Using the article on cobots and labor shortages, explain in one to three sentences why manufacturers are described as "caught between a rock and a hard place."
··· Reading text
By James McKew
In the past years, businesses were battered by the COVID-19 pandemic while the economy was significantly hit. Countries around the world have witnessed huge implications caused by the pandemic, including sudden labour shortages, supply chain challenges and default work-from-home arrangements resulting in absenteeism of human resources. While the modern workflows were designed with productivity in mind, the lack of preparedness for an unforeseen pandemic and economic crisis has caught multiple sectors off guard.
Fast forward to today, despite signs of economic recovery, challenges involving labour shortages remain. Employees have begun to re-evaluate their working lives, resulting in many turning away from roles that are dull and dangerous. According to the 2021 APAC Workforce Insights Report, the top challenges reshaping the workforce include the lack of local talents, high attrition rate and retention of talents.
Businesses look for alternative solutions to solve manpower shortages. Many fast-tracked initiatives fuelled the incorporation of automation to maintain business continuity. According to the PwC’s Global Crisis Survey 2021, 95 per cent of businesses globally have prioritised transformation in the top three areas; mainly operation, IT infrastructure and technology. This creates another concern, employees are threatened by the rapid adoption of emerging technologies, fearing that they will be out of step with progress without the latest skills.
Cobots are friends not foes
With employees’ fear of being replaced by technologies and the constant labour shortage, manufacturers are caught between a rock and a hard place. They are navigating between the space of either investing in automation or hiring talents to increase production output.
However, unlike the prejudices from people, automation or specifically, robots may not be ushering a job-pocalyse after all. Cobots step in to tackle the repetitive, heavy and unpleasant tasks, much like a useful and highly productive tool for human workers. The increased output and revenue of the company may create more job opportunities, with better career advancement prospects for human workers. Employees with little to no robotics or programming experiences can easily operate a cobot. The deployment of cobots relieves human workers to work on high-value tasks and provides upskilling opportunities as employees shift from working on dull and dirty tasks to programming cobots and monitoring their performance, carving out new skills and career advancement opportunities for them.
Cobots have become a solution for manufacturers that require a cost-effective and space-saving solution to curb manpower shortages and retention challenges.
······
··· Data under study
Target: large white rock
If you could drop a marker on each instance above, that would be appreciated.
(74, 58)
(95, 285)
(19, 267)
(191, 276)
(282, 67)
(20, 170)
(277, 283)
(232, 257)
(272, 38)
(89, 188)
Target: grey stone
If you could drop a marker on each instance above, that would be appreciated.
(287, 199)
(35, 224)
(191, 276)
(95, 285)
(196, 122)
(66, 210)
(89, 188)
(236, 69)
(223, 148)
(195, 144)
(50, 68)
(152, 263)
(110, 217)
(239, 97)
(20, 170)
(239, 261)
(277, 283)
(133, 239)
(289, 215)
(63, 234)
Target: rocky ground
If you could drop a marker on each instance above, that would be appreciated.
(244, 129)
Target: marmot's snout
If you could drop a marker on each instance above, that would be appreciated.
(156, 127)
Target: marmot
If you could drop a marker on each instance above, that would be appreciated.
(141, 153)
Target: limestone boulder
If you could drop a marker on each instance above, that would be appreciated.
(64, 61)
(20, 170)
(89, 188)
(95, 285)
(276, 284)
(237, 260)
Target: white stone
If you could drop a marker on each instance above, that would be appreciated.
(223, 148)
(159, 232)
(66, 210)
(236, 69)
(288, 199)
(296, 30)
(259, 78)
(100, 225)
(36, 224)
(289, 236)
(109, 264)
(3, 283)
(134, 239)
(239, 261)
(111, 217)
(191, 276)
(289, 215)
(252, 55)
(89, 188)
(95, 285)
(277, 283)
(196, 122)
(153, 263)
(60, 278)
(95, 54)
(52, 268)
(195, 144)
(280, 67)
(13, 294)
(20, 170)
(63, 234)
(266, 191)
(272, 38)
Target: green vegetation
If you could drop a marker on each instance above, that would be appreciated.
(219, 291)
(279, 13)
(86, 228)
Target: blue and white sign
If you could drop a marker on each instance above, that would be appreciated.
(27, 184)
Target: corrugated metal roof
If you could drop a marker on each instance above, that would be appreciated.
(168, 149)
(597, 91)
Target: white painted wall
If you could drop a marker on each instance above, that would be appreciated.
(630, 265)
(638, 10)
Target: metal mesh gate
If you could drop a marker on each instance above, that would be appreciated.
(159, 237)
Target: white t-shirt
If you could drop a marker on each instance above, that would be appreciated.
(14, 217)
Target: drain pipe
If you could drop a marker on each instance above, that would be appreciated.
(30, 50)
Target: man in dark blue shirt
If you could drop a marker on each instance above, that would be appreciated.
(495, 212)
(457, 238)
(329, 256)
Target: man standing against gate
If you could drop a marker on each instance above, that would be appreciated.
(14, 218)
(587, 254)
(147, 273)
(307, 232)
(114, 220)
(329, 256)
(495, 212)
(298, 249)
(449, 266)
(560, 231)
······
Task response:
Manufacturers face two pressures at once: employees fear being replaced by technologies, and there is a constant labor shortage. They must therefore choose between investing in automation and hiring talent to increase production output.